*QUESTIONS ON THE MATERIAL*:
1 > Answer these questions from the SecActPy page:
(a) About how much peak memory does streaming H5AD reading use?
(b) What is the listed size of the CosMx (LIHC) example?
(c) Which extra package is installed for GPU support with CUDA 12.x?
2 > Rewrite the part of the SecActPy page that starts with "Repository files navigation" and ends with "same platform (rng_method='srand')", using "expression profiles" in place of "gene expression data".

*SOURCE PASSAGE*:
Skip to content

data2intelligence/SecActpy

Repository files navigation

SecActPy

Secreted Protein Activity Inference using Ridge Regression

PyPI version Python 3.9+ License: MIT Tests Docker

Python implementation of SecAct for inferring secreted protein activities from gene expression data.

Key Features:

  • SecAct Compatible: Matches R SecAct/RidgeR results on the same platform (rng_method='srand')
  • GPU Acceleration: Optional CuPy backend for large-scale analysis
  • Million-Sample Scale: Batch processing with streaming output for massive datasets
  • Streaming H5AD: Two-pass chunk reading for >5M-cell datasets without loading the full matrix (~3 GB peak vs ~200 GB)
  • Built-in Signatures: Includes SecAct and CytoSig signature matrices
  • Multi-Platform Support: Bulk RNA-seq, scRNA-seq, and Spatial Transcriptomics (Visium, CosMx)
  • Smart Caching: Optional permutation table caching for faster repeated analyses
  • Sparse-Aware: Automatic memory-efficient processing for sparse single-cell data

Installation

Recommended: Create a virtual environment before installing to avoid dependency conflicts with other packages.

python -m venv secactpy-env
source secactpy-env/bin/activate   # Linux/macOS
# secactpy-env\Scripts\activate    # Windows

From PyPI (Recommended)

# CPU Only
pip install secactpy

# With GPU Support (CUDA 11.x)
pip install "secactpy[gpu]"

# With GPU Support (CUDA 12.x)
pip install secactpy
pip install cupy-cuda12x

From GitHub

# CPU Only
pip install git+https://github.com/data2intelligence/SecActpy.git

# With GPU Support (CUDA 11.x)
pip install "secactpy[gpu] @ git+https://github.com/data2intelligence/SecActpy.git"

# With GPU Support (CUDA 12.x)
pip install git+https://github.com/data2intelligence/SecActpy.git
pip install cupy-cuda12x

Development Installation

git clone https://github.com/data2intelligence/SecActpy.git
cd SecActpy
pip install -e ".[dev]"

Quick Start

Example Data

Example datasets for all Quick Start tutorials are available on Zenodo:

DOI

Example Input File Output File Size
Bulk RNA-seq Ly86-Fc_vs_Vehicle_logFC.txt Ly86-Fc_vs_Vehicle_logFC_output.h5ad 0.5 MB
scRNA-seq (OV CD4 T cells) OV_scRNAseq_CD4.h5ad OV_scRNAseq_ct_CD4_output.h5ad, OV_scRNAseq_sc_CD4_output.h5ad 34 MB
Visium ST (HCC) Visium_HCC_data.h5ad Visium_HCC_output.h5ad 255 MB
CosMx (LIHC) LIHC_CosMx_data.h5ad LIHC_CosMx_output.h5ad 3.0 GB

Download all example files:

# Download individual files from Zenodo
wget https://zenodo.org/records/18520356/files/Ly86-Fc_vs_Vehicle_logFC.txt
wget https://zenodo.org/records/18520356/files/OV_scRNAseq_CD4.h5ad
wget https://zenodo.org/records/18520356/files/Visium_HCC_data.h5ad
wget https://zenodo.org/records/18520356/files/LIHC_CosMx_data.h5ad

Example 1: Bulk RNA-seq

import pandas as pd
from secactpy import secact_activity_inference

# Load differential expression data (genes × samples)

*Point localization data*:

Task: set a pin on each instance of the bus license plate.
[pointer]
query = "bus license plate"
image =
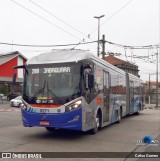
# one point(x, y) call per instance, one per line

*ANSWERS*:
1 >
(a) About 3 GB.
(b) 3.0 GB.
(c) cupy-cuda12x.

2 >
Repository files navigation

SecActPy

Secreted Protein Activity Inference using Ridge Regression

PyPI version Python 3.9+ License: MIT Tests Docker

Python implementation of SecAct for inferring secreted protein activities from expression profiles.

Key Features:

  • SecAct Compatible: Matches R SecAct/RidgeR results on the same platform (rng_method='srand')